[EXCERPTED TEXT]
++++++

The model’s ranking accuracy in the Top 3 rises to 75% (6 out of 8 correct). As I said in the Top 3 Tracker methodology, it’s quite hard to predict what happens in the Top 3 early on, even though it’s pretty simple to determine who the Top 3 will be. All year the Top 3 Tracker had Angie, Candice, and Kree as the most likely Top 3. Angie always appeared on top.

The closest historical analog to this situation was Danny Gokey. Like Angie, he appeared to be headed for the finale in the early rounds. But his support suddenly flagged in the Top 3, and out he went. Angie’s Dialidol numbers had been low for weeks, indicating that while she may be popular, she didn’t draw rabid voting in the way Kree and Candice did.

However, if you want to credit one thing for sinking Angie, it was perhaps the judges and the documentary-length home visit clips of the week. Kree’s was heart rending and Candice’s uplifting. The judges lavished praise on Candice (not that she necessarily didn’t deserved it) in a way that they did not for Angie.

I’ll have an overview of the model’s accuracy this year coming within the week, but it’s been a pretty decent run.

Apr 19 2013

Top 5 post-game

Janelle heads home, as predicted. Kree and Amber were quite close in the prediction, but it was a bit of a surprise to see Kree in the bottom 2 (though the model refused to call her safe, so there was reason to worry).

For anyone curious, at the beginning of this season I had to make a judgement call. The model’s parameters are tweaked so that a Top 12 was progressively winnowed to a winner. But this year there was only a Top 10. So the question is: do you count the Top 10 as round 3 or do you count it as round 1? But there’s no way to answer this question on an empirical basis, since there hasn’t been a Top 10 (except in season 1, but the model only considers seasons 5 and later). My reasoning was that the the voting works on calcification of voting patterns, and that those patterns just take time to emerge, regardless of the number of contestants. So I ran it as if the Top 10 was round 1.

++++++

[DATA PROVIDED]
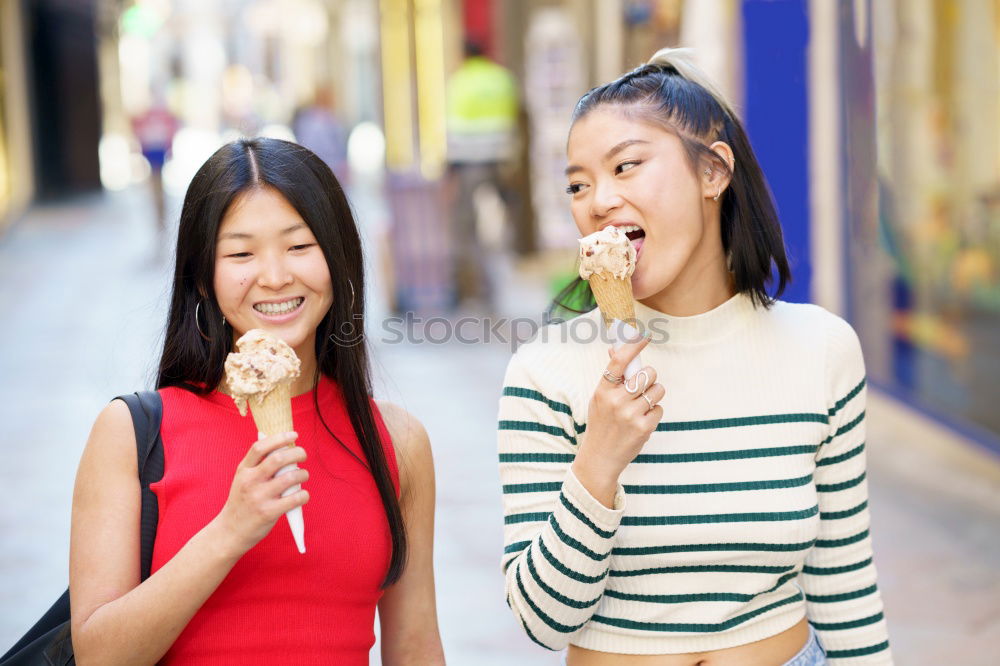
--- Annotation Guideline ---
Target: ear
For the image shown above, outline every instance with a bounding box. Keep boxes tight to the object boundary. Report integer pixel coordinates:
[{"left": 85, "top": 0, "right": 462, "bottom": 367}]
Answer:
[{"left": 698, "top": 141, "right": 736, "bottom": 199}]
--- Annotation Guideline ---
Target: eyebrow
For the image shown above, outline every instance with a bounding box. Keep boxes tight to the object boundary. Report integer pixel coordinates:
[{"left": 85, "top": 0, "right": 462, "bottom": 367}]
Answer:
[
  {"left": 566, "top": 139, "right": 649, "bottom": 176},
  {"left": 219, "top": 222, "right": 306, "bottom": 240}
]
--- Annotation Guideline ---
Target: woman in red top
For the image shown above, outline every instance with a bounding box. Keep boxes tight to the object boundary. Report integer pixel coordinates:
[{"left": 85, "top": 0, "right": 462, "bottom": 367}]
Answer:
[{"left": 70, "top": 139, "right": 444, "bottom": 666}]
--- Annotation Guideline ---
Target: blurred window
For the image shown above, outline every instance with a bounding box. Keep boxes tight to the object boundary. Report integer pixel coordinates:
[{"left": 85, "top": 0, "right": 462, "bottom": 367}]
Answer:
[{"left": 841, "top": 0, "right": 1000, "bottom": 438}]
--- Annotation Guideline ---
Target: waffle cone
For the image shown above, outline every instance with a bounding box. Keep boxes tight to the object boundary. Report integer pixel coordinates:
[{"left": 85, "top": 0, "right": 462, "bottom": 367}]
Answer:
[
  {"left": 247, "top": 384, "right": 294, "bottom": 435},
  {"left": 589, "top": 273, "right": 635, "bottom": 324}
]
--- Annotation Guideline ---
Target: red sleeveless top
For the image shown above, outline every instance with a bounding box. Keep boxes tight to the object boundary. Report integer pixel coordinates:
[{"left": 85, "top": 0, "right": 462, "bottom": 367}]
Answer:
[{"left": 152, "top": 378, "right": 399, "bottom": 666}]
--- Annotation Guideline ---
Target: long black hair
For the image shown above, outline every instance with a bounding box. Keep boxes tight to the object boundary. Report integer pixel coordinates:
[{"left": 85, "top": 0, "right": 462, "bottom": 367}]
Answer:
[
  {"left": 552, "top": 49, "right": 792, "bottom": 312},
  {"left": 156, "top": 138, "right": 406, "bottom": 587}
]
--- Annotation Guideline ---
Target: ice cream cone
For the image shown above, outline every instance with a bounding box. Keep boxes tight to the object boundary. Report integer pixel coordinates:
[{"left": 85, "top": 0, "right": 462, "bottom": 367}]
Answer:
[
  {"left": 247, "top": 384, "right": 294, "bottom": 435},
  {"left": 589, "top": 273, "right": 635, "bottom": 325},
  {"left": 247, "top": 384, "right": 306, "bottom": 553},
  {"left": 226, "top": 329, "right": 306, "bottom": 553}
]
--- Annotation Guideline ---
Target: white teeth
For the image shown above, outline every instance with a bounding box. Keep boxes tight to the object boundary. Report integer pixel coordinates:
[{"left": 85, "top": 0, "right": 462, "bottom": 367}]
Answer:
[{"left": 253, "top": 298, "right": 304, "bottom": 315}]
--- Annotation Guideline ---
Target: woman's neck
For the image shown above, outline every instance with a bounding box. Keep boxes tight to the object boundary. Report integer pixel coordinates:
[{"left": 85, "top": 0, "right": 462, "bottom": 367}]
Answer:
[
  {"left": 292, "top": 348, "right": 316, "bottom": 396},
  {"left": 639, "top": 253, "right": 736, "bottom": 317}
]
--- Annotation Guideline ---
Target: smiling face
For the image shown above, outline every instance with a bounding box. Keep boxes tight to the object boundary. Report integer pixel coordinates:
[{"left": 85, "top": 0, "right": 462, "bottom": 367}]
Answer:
[
  {"left": 566, "top": 106, "right": 728, "bottom": 314},
  {"left": 213, "top": 187, "right": 333, "bottom": 375}
]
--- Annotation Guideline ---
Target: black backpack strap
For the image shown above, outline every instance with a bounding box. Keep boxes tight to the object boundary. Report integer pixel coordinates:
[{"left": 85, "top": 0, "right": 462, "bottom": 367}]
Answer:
[{"left": 116, "top": 391, "right": 163, "bottom": 580}]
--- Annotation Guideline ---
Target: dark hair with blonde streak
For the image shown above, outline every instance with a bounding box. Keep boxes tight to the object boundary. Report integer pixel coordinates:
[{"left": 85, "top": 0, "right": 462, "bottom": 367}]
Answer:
[{"left": 551, "top": 49, "right": 792, "bottom": 313}]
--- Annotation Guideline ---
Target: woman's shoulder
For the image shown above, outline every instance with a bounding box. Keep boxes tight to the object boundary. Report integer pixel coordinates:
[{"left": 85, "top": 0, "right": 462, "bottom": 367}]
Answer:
[
  {"left": 769, "top": 301, "right": 865, "bottom": 384},
  {"left": 373, "top": 400, "right": 434, "bottom": 493},
  {"left": 374, "top": 400, "right": 430, "bottom": 455},
  {"left": 765, "top": 301, "right": 857, "bottom": 343}
]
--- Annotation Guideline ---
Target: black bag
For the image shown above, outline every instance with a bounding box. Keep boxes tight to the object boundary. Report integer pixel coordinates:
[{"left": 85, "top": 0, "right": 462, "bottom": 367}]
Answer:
[{"left": 0, "top": 391, "right": 163, "bottom": 666}]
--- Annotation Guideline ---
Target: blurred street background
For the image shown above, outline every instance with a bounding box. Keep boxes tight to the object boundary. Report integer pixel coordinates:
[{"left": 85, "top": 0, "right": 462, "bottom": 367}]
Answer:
[{"left": 0, "top": 0, "right": 1000, "bottom": 666}]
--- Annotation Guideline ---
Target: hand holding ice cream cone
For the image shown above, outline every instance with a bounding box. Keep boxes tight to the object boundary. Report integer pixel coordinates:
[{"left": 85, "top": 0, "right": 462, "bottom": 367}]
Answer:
[
  {"left": 579, "top": 226, "right": 642, "bottom": 378},
  {"left": 226, "top": 329, "right": 306, "bottom": 553}
]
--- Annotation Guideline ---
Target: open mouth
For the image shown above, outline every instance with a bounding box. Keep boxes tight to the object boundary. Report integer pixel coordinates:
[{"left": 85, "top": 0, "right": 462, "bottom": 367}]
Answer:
[
  {"left": 253, "top": 297, "right": 306, "bottom": 317},
  {"left": 619, "top": 224, "right": 646, "bottom": 255}
]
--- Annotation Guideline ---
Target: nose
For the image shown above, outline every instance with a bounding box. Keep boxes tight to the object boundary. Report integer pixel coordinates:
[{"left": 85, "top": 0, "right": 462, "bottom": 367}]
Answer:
[
  {"left": 590, "top": 183, "right": 624, "bottom": 218},
  {"left": 257, "top": 255, "right": 294, "bottom": 290}
]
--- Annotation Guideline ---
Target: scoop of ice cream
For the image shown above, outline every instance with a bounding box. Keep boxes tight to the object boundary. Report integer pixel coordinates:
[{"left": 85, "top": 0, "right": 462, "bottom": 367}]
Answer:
[
  {"left": 226, "top": 328, "right": 301, "bottom": 416},
  {"left": 580, "top": 226, "right": 635, "bottom": 280}
]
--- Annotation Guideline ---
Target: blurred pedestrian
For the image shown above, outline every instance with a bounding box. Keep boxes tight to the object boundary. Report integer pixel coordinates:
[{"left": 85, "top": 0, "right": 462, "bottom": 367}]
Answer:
[
  {"left": 499, "top": 49, "right": 892, "bottom": 666},
  {"left": 292, "top": 86, "right": 350, "bottom": 185},
  {"left": 70, "top": 138, "right": 444, "bottom": 666},
  {"left": 447, "top": 40, "right": 518, "bottom": 306},
  {"left": 132, "top": 97, "right": 179, "bottom": 235}
]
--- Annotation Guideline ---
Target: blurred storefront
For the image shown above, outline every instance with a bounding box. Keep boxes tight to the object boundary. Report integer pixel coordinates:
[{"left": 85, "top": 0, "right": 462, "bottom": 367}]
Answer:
[
  {"left": 841, "top": 0, "right": 1000, "bottom": 452},
  {"left": 0, "top": 0, "right": 34, "bottom": 233}
]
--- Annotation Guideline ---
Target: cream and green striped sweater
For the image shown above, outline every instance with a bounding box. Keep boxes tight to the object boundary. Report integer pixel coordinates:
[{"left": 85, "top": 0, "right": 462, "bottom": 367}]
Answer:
[{"left": 499, "top": 295, "right": 892, "bottom": 665}]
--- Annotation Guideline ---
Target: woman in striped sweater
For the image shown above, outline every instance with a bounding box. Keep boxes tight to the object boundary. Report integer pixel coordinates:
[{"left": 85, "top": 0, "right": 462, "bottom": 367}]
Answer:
[{"left": 499, "top": 50, "right": 892, "bottom": 666}]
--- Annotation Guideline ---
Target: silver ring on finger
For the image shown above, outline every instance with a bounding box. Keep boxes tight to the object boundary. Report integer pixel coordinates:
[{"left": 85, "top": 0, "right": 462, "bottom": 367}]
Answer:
[
  {"left": 601, "top": 370, "right": 625, "bottom": 384},
  {"left": 625, "top": 370, "right": 649, "bottom": 395}
]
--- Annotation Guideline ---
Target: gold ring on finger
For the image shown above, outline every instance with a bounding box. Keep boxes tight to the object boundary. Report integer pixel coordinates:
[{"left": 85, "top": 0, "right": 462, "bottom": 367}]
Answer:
[
  {"left": 625, "top": 370, "right": 649, "bottom": 395},
  {"left": 601, "top": 370, "right": 625, "bottom": 384}
]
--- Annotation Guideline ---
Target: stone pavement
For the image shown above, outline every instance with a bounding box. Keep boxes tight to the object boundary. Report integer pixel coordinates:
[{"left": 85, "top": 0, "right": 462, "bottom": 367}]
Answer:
[{"left": 0, "top": 185, "right": 1000, "bottom": 666}]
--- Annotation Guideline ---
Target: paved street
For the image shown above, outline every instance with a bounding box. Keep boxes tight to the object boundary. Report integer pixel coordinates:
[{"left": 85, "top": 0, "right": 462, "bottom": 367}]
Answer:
[{"left": 0, "top": 185, "right": 1000, "bottom": 666}]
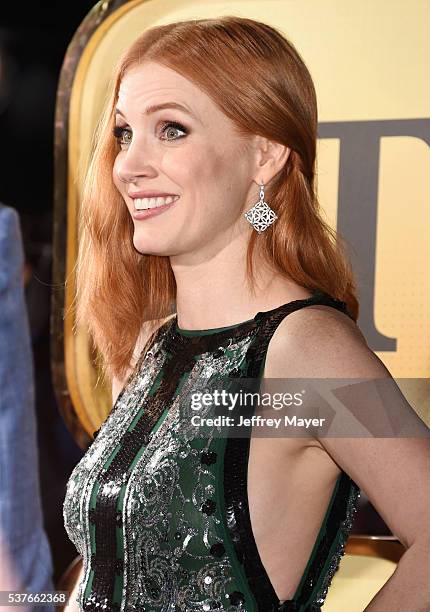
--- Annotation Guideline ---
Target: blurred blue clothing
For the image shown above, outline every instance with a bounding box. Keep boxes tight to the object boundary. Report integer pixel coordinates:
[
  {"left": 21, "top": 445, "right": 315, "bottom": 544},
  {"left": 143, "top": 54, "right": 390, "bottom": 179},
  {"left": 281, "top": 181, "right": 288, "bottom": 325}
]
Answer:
[{"left": 0, "top": 204, "right": 55, "bottom": 612}]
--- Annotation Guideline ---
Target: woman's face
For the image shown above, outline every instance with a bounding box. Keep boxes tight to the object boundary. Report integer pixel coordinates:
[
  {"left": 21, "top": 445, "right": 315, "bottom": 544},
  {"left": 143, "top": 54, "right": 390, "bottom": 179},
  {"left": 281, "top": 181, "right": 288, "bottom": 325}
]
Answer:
[{"left": 113, "top": 62, "right": 258, "bottom": 257}]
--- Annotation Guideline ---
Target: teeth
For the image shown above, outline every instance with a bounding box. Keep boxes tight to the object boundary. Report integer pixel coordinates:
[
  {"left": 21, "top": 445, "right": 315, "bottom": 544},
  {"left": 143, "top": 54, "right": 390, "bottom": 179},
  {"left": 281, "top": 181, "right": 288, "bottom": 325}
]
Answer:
[{"left": 134, "top": 196, "right": 179, "bottom": 210}]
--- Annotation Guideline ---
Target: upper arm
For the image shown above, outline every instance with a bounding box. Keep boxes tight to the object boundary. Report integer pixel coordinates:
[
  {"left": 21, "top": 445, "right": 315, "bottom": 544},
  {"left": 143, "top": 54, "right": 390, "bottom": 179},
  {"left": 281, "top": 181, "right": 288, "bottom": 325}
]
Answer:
[{"left": 269, "top": 307, "right": 430, "bottom": 547}]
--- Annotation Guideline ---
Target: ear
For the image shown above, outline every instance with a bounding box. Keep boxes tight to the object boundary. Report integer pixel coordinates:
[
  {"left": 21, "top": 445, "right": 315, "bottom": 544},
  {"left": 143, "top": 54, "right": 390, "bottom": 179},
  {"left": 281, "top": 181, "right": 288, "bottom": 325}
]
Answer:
[{"left": 256, "top": 137, "right": 291, "bottom": 185}]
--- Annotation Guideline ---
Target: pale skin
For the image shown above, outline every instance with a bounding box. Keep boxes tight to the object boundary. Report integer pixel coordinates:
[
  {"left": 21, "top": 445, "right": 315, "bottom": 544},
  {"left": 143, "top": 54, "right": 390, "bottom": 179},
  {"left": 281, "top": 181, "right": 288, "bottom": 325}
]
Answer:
[{"left": 65, "top": 62, "right": 430, "bottom": 612}]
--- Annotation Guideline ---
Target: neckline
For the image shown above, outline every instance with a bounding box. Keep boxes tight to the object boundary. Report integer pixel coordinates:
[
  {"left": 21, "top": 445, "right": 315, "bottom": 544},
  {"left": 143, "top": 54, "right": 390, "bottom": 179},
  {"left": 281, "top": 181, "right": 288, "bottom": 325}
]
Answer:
[{"left": 172, "top": 289, "right": 323, "bottom": 338}]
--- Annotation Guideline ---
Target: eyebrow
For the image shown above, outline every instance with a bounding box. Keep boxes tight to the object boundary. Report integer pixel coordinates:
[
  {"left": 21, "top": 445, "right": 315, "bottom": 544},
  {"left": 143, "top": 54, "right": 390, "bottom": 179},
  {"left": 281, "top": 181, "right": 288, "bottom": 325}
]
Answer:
[{"left": 115, "top": 102, "right": 197, "bottom": 119}]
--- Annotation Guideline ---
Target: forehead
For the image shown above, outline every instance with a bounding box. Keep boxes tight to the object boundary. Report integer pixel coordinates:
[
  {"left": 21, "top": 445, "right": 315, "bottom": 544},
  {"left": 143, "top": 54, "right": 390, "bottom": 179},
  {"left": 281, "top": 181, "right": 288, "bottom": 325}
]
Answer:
[{"left": 117, "top": 62, "right": 218, "bottom": 123}]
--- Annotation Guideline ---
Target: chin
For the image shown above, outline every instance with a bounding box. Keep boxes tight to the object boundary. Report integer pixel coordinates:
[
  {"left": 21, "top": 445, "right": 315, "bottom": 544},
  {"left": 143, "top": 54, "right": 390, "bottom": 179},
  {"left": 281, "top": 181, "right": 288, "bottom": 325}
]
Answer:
[{"left": 133, "top": 234, "right": 170, "bottom": 255}]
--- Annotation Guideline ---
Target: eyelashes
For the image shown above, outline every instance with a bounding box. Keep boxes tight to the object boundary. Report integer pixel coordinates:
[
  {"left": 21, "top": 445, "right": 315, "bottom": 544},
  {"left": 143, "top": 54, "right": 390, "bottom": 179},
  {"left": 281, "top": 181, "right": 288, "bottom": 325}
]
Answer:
[{"left": 112, "top": 121, "right": 188, "bottom": 146}]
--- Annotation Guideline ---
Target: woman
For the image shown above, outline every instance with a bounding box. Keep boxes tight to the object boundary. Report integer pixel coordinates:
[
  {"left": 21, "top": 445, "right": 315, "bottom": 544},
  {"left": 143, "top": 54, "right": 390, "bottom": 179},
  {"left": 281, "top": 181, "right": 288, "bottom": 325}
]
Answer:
[{"left": 64, "top": 17, "right": 430, "bottom": 612}]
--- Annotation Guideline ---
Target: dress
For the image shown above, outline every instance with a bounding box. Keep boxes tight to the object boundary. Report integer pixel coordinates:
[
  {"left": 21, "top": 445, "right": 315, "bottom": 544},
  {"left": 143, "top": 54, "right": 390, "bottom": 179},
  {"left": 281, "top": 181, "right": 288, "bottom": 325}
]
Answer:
[{"left": 63, "top": 291, "right": 360, "bottom": 612}]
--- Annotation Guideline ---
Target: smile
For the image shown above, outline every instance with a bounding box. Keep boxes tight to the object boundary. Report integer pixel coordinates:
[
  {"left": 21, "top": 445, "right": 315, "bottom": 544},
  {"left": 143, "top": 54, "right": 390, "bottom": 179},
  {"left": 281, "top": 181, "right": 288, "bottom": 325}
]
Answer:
[{"left": 134, "top": 196, "right": 179, "bottom": 210}]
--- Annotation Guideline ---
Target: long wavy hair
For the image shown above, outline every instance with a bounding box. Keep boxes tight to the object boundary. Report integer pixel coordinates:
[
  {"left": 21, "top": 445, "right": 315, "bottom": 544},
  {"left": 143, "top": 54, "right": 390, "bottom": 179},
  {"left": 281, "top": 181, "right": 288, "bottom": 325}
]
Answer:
[{"left": 75, "top": 16, "right": 358, "bottom": 379}]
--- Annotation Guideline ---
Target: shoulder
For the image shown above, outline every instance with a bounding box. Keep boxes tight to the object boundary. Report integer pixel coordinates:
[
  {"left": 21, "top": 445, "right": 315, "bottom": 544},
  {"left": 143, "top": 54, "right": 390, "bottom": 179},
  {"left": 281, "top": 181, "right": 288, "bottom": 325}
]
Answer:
[
  {"left": 266, "top": 305, "right": 390, "bottom": 378},
  {"left": 112, "top": 313, "right": 175, "bottom": 404}
]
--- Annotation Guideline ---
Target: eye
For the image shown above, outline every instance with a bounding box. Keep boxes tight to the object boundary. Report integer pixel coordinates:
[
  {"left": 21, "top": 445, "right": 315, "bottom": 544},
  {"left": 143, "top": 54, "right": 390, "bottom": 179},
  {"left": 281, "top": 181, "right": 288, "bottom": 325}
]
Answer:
[
  {"left": 161, "top": 121, "right": 188, "bottom": 140},
  {"left": 113, "top": 125, "right": 132, "bottom": 146}
]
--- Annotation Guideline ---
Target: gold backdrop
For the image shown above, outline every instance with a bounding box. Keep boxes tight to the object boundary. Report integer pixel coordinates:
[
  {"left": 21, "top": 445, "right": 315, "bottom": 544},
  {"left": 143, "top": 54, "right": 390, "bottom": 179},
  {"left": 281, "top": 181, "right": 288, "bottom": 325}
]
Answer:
[{"left": 52, "top": 0, "right": 430, "bottom": 447}]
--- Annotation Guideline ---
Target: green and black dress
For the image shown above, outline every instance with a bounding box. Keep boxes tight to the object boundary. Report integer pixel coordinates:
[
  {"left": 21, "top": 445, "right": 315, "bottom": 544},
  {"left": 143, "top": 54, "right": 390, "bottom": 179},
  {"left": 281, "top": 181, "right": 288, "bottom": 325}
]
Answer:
[{"left": 63, "top": 291, "right": 360, "bottom": 612}]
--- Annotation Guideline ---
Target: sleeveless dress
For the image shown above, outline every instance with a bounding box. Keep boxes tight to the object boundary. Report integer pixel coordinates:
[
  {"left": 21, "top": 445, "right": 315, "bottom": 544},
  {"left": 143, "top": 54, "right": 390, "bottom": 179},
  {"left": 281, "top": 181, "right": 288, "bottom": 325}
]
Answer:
[{"left": 63, "top": 291, "right": 360, "bottom": 612}]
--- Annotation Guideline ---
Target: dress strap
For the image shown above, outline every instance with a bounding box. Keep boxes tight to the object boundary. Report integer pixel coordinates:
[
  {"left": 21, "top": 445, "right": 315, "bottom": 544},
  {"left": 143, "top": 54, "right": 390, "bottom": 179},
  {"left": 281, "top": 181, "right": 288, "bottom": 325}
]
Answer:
[{"left": 246, "top": 290, "right": 353, "bottom": 378}]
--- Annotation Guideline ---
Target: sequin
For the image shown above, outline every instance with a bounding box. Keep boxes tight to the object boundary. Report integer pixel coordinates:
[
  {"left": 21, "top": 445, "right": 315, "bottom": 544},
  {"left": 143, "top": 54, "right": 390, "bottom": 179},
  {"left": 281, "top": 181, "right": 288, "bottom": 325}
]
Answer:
[{"left": 63, "top": 293, "right": 358, "bottom": 612}]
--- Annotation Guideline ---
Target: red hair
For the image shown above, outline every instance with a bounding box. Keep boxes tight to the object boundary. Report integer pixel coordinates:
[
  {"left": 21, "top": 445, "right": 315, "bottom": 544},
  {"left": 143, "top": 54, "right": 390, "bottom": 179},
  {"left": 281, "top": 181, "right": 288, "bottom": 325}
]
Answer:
[{"left": 76, "top": 16, "right": 358, "bottom": 379}]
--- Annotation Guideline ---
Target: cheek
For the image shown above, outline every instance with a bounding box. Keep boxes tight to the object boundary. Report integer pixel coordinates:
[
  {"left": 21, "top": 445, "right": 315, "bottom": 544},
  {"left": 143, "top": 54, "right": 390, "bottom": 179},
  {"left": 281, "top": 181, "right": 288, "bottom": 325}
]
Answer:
[{"left": 112, "top": 155, "right": 124, "bottom": 193}]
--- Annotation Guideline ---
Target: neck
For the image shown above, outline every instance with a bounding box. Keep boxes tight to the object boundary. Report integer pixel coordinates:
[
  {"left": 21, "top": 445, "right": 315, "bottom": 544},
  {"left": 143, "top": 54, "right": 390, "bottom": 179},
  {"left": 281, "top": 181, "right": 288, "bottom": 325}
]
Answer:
[{"left": 170, "top": 237, "right": 310, "bottom": 330}]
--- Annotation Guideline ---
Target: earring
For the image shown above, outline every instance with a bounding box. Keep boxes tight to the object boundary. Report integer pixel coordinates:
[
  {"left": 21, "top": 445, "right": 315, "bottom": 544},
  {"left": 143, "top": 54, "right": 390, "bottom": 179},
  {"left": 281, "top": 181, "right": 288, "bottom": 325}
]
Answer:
[{"left": 244, "top": 182, "right": 278, "bottom": 234}]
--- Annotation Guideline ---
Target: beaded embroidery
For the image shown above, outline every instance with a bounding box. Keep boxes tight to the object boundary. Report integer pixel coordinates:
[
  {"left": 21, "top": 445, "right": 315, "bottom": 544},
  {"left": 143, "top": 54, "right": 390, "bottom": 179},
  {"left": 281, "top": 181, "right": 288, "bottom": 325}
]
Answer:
[{"left": 63, "top": 293, "right": 359, "bottom": 612}]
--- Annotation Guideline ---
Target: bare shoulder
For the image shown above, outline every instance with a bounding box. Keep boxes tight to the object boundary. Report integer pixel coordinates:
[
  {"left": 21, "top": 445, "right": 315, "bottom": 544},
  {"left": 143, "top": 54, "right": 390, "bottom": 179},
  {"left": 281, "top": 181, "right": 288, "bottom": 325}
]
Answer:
[
  {"left": 112, "top": 314, "right": 175, "bottom": 404},
  {"left": 265, "top": 304, "right": 390, "bottom": 378}
]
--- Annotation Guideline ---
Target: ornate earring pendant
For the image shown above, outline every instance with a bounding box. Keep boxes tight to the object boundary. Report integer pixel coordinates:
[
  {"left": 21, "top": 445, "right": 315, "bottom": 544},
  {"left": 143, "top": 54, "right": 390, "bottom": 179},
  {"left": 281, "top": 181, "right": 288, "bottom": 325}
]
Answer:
[{"left": 244, "top": 183, "right": 278, "bottom": 234}]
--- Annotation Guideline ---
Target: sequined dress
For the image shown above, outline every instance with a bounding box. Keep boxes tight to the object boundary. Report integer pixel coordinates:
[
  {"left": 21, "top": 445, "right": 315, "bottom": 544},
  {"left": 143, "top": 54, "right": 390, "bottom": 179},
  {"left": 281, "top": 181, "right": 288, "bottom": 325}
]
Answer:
[{"left": 63, "top": 291, "right": 360, "bottom": 612}]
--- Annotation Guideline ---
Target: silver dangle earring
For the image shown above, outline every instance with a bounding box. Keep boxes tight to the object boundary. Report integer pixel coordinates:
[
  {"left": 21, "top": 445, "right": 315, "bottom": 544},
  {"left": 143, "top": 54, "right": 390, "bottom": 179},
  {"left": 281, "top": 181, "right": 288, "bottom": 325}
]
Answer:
[{"left": 244, "top": 182, "right": 278, "bottom": 234}]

++++++

[PROBLEM DETAILS] Can you write the next part of the vote-prediction blog text, picking up after its final sentence? The entries have no connection to the vote-prediction blog text.

[OUTPUT FOR THIS TASK]
Tonight provided a test, but the answer was inconclusive. If I had run the numbers as if this was the 8th final round, Janelle would still have been last, but next would be Candice, and that isn’t correct either. That is, if Dialidol (which had Amber 1st) is given more weight, it sends Candice (who was second-lowest on Dialidol) into the bottom 2, so there was no improving the ranking accuracy by tweaking parameters.

Now, of course, we have to wonder what the show is going to do for the extra week. A lot of people (including myself, eventually) were wrong that the save was a cinch. Perhaps a filler or charity show, or maybe the finale just gets moved up (this is doubtful, since they have likely scheduled a number of famous acts already for that week).

Apr 12 2013

Top 6 post-game

Name Song WNTS
(avg.)
DialIdol VoteFair Not-safe
Probability
Accurate?
Janelle Arthur I’ll Never Fall in Love Again/
The Dance
45 0.957 7 0.570 No (safe, 3rd-4th)
Lazaro Arbos Close to You/
Angels
7.5 3.519 7 0.467 Yes (eliminated)
Amber Holcomb I Say A Little Prayer/
Love On Top
55 2.492 10 0.433 No call (5th)
Kree Harrison What the World Needs Now/
Help Me Make it Through the Night
70 2.951 20 0.244 Yes (1st-2nd)
Angie Miller Anyone who had a Heart/
Love Came Down
47.5 2.559 28 0.166 Yes (3rd-4th)
Candice Glover Don’t Make Me Over/
Lovesong
90 4.623 28 0.119 Yes (1st-2nd)

As I said last week, there was no reason to think that Lazaro being in the Top 3 meant he would not be eliminated this week. Also, as I noted a couple weeks ago, there was no reason to think that the save had to be used. The judges made the right call not to save Lazaro. There was no reason to keep him in the contest for another week, forcing a double elimination next week that might eliminate two people other than him.

I think the saddest part of this was that Lazaro was singing objectively much worse than earlier on. Demoralized and out of his depth, he didn’t even live up to the standard he had set at the beginning of the year.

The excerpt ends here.